D’après la psychiatre Dre Wendy Spettigue, de l’ACPEA, la thérapie familiale a pour avantage d’être peu coûteuse par rapport au traitement en milieu hospitalier[315]. Bien que les coûts soient nettement inférieurs, les parents qui ont fait appel à la thérapie familiale pour aider un enfant à surmonter un trouble de l’alimentation ont indiqué que ce traitement représentait un lourd fardeau financier pour eux[316]. Malgré leur emballement pour l’efficacité du traitement, les parents, y compris Lisa LaBorde, ont précisé qu’ils avaient à supporter un fardeau encore plus lourd sur le plan émotif :

[Les parents doivent] être des murs de brique incontournables, fort de [leur] amour, de [leur] compassion et de [leur] force. Le rôle de parents prend une tournure différente et rien dans votre passé ne vous prépare à cela. Cela va à l’encontre de tous nos instincts, car plutôt que de cajoler son enfant nous devons lui tenir tête dans une situation de détresse extrême. Avec le temps, on obtient des résultats et le poids grimpe. Ainsi, au fur et à mesure de la guérison, on voit revenir l’enfant à ce qu’il était. La vigilance doit être constante. Ma fille a dormi dans mon lit pendant huit mois. Je l’ai observée au cours de chaque repas pendant des mois. La courbe d’apprentissage est raide. L’expérience est dure pour une famille. Tout le monde la ressent: les frères et sœurs, les conjoints, les grands-parents. L’expérience isole les familles. On constate une stigmatisation et on ressent de la honte. La plupart des gens ne comprennent tout simplement pas. Votre monde alors se rétrécit [...] Les parents sont capables de faire cela, mais il leur faut un réseau d’appui. Ils ne peuvent pas y parvenir seuls et ils ne devraient pas avoir à le faire[317].

Un autre parent, Laura Beattie, présidente du F.E.A.S.T. Canada Task Force, a décrit en ces termes le processus de réalimentation, un des volets les plus difficiles de la thérapie familiale :

Premièrement, j’aimerais que vous pensiez à ce qui vous fait le plus peur au monde. Vous pouvez probablement éviter cette situation anxiogène. Nous exposions notre fille à ce qui lui fait le plus peur, mais elle ne pouvait pas refuser la nourriture, car elle en serait morte. Notre fille pleurait, hurlait, crachait, frappait, égratignait, criait que c’était trop de nourriture, qu’elle avait mal au ventre, qu’elle voulait mourir. Elle lançait des assiettes pleines de nourriture. Ensuite, elle devenait catatonique. On aurait dit une scène du film L’Exorciste. Les repas pouvaient durer des heures, mais la nourriture est un remède. Nous avons appris à distinguer le trouble de l’alimentation de notre propre fille. Notre instinct nous dicte d’éviter de mettre en colère ou de faire souffrir notre enfant, mais pendant la réalimentation, nous n’avons pas le choix. On ne peut pas faire entendre raison à un trouble de l’alimentation. Ce n’était pas du gavage, ce n’était pas punitif. C’était simplement un besoin, et nous faisions tout en notre pouvoir pour y répondre. La vie s’arrête tant que la personne ne mange pas. Il n’y a pas d’alternative : la solution passe par l’alimentation. Et si la personne refuse de manger, le plan B est mis en branle: une visite à l’urgence pour procéder à l’alimentation par sonde naso-gastrique, ou encore un appel à l’unité de crise mobile[318].

§ Marche à suivre
Rédigez la suite de l'extrait sur la thérapie familiale des troubles de l'alimentation, en reprenant après sa dernière phrase.

§ Données à examiner
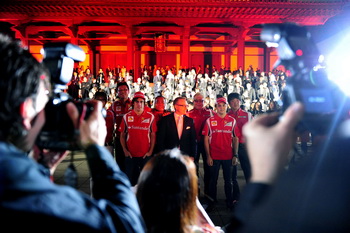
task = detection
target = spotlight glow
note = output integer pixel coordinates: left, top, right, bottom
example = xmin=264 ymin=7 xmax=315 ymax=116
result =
xmin=326 ymin=33 xmax=350 ymax=96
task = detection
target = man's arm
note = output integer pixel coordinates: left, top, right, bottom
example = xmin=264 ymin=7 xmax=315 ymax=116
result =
xmin=120 ymin=132 xmax=132 ymax=158
xmin=227 ymin=103 xmax=303 ymax=232
xmin=143 ymin=132 xmax=156 ymax=158
xmin=203 ymin=135 xmax=213 ymax=166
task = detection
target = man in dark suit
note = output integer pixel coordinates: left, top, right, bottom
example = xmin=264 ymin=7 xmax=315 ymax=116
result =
xmin=156 ymin=97 xmax=197 ymax=158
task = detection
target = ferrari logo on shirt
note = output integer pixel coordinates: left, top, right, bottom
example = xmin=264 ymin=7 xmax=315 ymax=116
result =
xmin=128 ymin=116 xmax=134 ymax=122
xmin=225 ymin=121 xmax=232 ymax=127
xmin=141 ymin=118 xmax=150 ymax=123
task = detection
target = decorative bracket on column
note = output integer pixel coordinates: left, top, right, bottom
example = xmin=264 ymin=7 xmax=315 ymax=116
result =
xmin=154 ymin=32 xmax=166 ymax=52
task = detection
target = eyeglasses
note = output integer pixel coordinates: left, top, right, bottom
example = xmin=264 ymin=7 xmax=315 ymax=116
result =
xmin=176 ymin=104 xmax=188 ymax=107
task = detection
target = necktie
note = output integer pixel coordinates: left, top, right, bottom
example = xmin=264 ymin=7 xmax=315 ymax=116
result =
xmin=176 ymin=116 xmax=183 ymax=139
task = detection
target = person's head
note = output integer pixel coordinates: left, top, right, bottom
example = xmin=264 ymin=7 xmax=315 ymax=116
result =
xmin=174 ymin=97 xmax=187 ymax=115
xmin=132 ymin=91 xmax=146 ymax=114
xmin=136 ymin=148 xmax=198 ymax=232
xmin=227 ymin=92 xmax=241 ymax=111
xmin=269 ymin=101 xmax=277 ymax=111
xmin=94 ymin=91 xmax=108 ymax=107
xmin=215 ymin=97 xmax=227 ymax=117
xmin=193 ymin=92 xmax=204 ymax=110
xmin=254 ymin=101 xmax=262 ymax=111
xmin=117 ymin=82 xmax=129 ymax=100
xmin=154 ymin=96 xmax=165 ymax=112
xmin=0 ymin=34 xmax=51 ymax=151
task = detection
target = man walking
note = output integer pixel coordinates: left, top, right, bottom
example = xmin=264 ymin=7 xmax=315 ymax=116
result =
xmin=188 ymin=92 xmax=213 ymax=194
xmin=202 ymin=97 xmax=238 ymax=211
xmin=119 ymin=92 xmax=157 ymax=186
xmin=110 ymin=82 xmax=131 ymax=171
xmin=228 ymin=93 xmax=252 ymax=182
xmin=157 ymin=97 xmax=197 ymax=159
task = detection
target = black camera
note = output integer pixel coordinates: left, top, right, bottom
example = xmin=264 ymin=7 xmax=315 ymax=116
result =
xmin=260 ymin=23 xmax=346 ymax=134
xmin=36 ymin=43 xmax=94 ymax=151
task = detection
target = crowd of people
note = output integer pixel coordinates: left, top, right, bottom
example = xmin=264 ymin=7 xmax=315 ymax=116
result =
xmin=68 ymin=62 xmax=287 ymax=116
xmin=0 ymin=32 xmax=350 ymax=233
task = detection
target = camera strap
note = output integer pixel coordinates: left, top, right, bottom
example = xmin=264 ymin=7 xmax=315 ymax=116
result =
xmin=78 ymin=104 xmax=87 ymax=128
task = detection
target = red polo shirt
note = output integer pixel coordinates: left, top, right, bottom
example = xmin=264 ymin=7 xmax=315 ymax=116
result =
xmin=110 ymin=98 xmax=132 ymax=136
xmin=202 ymin=114 xmax=236 ymax=160
xmin=188 ymin=108 xmax=214 ymax=142
xmin=119 ymin=110 xmax=157 ymax=157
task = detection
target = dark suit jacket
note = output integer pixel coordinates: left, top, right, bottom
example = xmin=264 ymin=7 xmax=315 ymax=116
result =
xmin=156 ymin=113 xmax=197 ymax=157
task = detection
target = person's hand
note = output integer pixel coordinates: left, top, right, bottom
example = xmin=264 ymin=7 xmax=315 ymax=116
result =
xmin=232 ymin=156 xmax=238 ymax=166
xmin=243 ymin=103 xmax=303 ymax=184
xmin=67 ymin=100 xmax=107 ymax=149
xmin=123 ymin=149 xmax=132 ymax=158
xmin=143 ymin=151 xmax=152 ymax=159
xmin=207 ymin=156 xmax=214 ymax=167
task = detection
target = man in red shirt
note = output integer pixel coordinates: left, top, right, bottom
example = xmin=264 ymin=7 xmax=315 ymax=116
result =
xmin=94 ymin=91 xmax=115 ymax=155
xmin=202 ymin=97 xmax=238 ymax=211
xmin=228 ymin=93 xmax=252 ymax=182
xmin=110 ymin=82 xmax=131 ymax=171
xmin=119 ymin=92 xmax=157 ymax=186
xmin=188 ymin=92 xmax=213 ymax=194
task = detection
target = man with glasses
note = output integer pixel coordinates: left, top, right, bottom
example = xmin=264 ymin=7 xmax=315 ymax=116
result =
xmin=188 ymin=92 xmax=213 ymax=194
xmin=111 ymin=82 xmax=131 ymax=171
xmin=118 ymin=91 xmax=157 ymax=186
xmin=157 ymin=97 xmax=197 ymax=159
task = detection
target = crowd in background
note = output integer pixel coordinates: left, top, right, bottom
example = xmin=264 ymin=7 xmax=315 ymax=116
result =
xmin=68 ymin=65 xmax=287 ymax=116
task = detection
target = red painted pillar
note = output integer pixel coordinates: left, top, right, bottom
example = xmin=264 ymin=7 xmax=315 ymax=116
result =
xmin=180 ymin=26 xmax=190 ymax=67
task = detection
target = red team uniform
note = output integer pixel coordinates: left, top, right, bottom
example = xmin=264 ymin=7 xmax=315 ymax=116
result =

§ Corrigé
Très franche lorsqu’elle racontait le stress lié à la thérapie familiale, Mme Beattie était tout aussi candide en parlant de la réussite de sa fille : « Notre fille souriait et était moins repliée sur elle-même à l’école. Elle avait recommencé à chanter. Pendant les cinq mois suivants, grâce à l’appui du Programme de traitement familial et à notre participation subséquente à un programme de traitement multifamilial d’un an, nous avons réussi à rétablir le poids de ma fille et à la mettre sur la voie de la guérison[319]. »

Recommandation 22

Que le gouvernement du Canada travaille avec les provinces, les territoires et les intervenants afin que les programmes communautaires misent sur des approches intégrées en matière de traitement, à titre de pratiques exemplaires reconnues, qui incluent les membres de la famille et les personnes souffrant d’un trouble de l’alimentation.

Recommandation 23

Que le gouvernement du Canada travaille avec les provinces, les territoires et les intervenants afin d’envisager de considérer comme une pratique exemplaire le traitement des patients par des équipes médicales multidisciplinaires possédant une expérience et une expertise en matière de traitement des troubles de l’alimentation.

Recommandation 24

Que le gouvernement du Canada envisage d’améliorer la recherche sur le traitement des troubles de l’alimentation, notamment par la stimulation cérébrale profonde et la stimulation magnétique transcrânienne.

Recommandation 25

Que le gouvernement du Canada travaille avec les provinces, les territoires et les intervenants afin d’encourager les autorités compétentes à examiner les programmes d’hospitalisation en résidence, de manière à ce que les patients soient traités assez longtemps pour contrôler leur trouble de l’alimentation, avant d’être renvoyés chez eux, contribuant ainsi à favoriser une guérison optimale et durable.



[300]       Témoignages, 24 février 2014, 1540 (Giorgio A. Tasca).

[301]       Témoignages, 28 novembre 2013, 1610 (Dr Blake Woodside).

[302]       Témoignages, 5 mars 2014, 1550 (Carly Lambert-Crawford); Témoignages, 24 février 2014, 1610 (Giorgio A. Tasca).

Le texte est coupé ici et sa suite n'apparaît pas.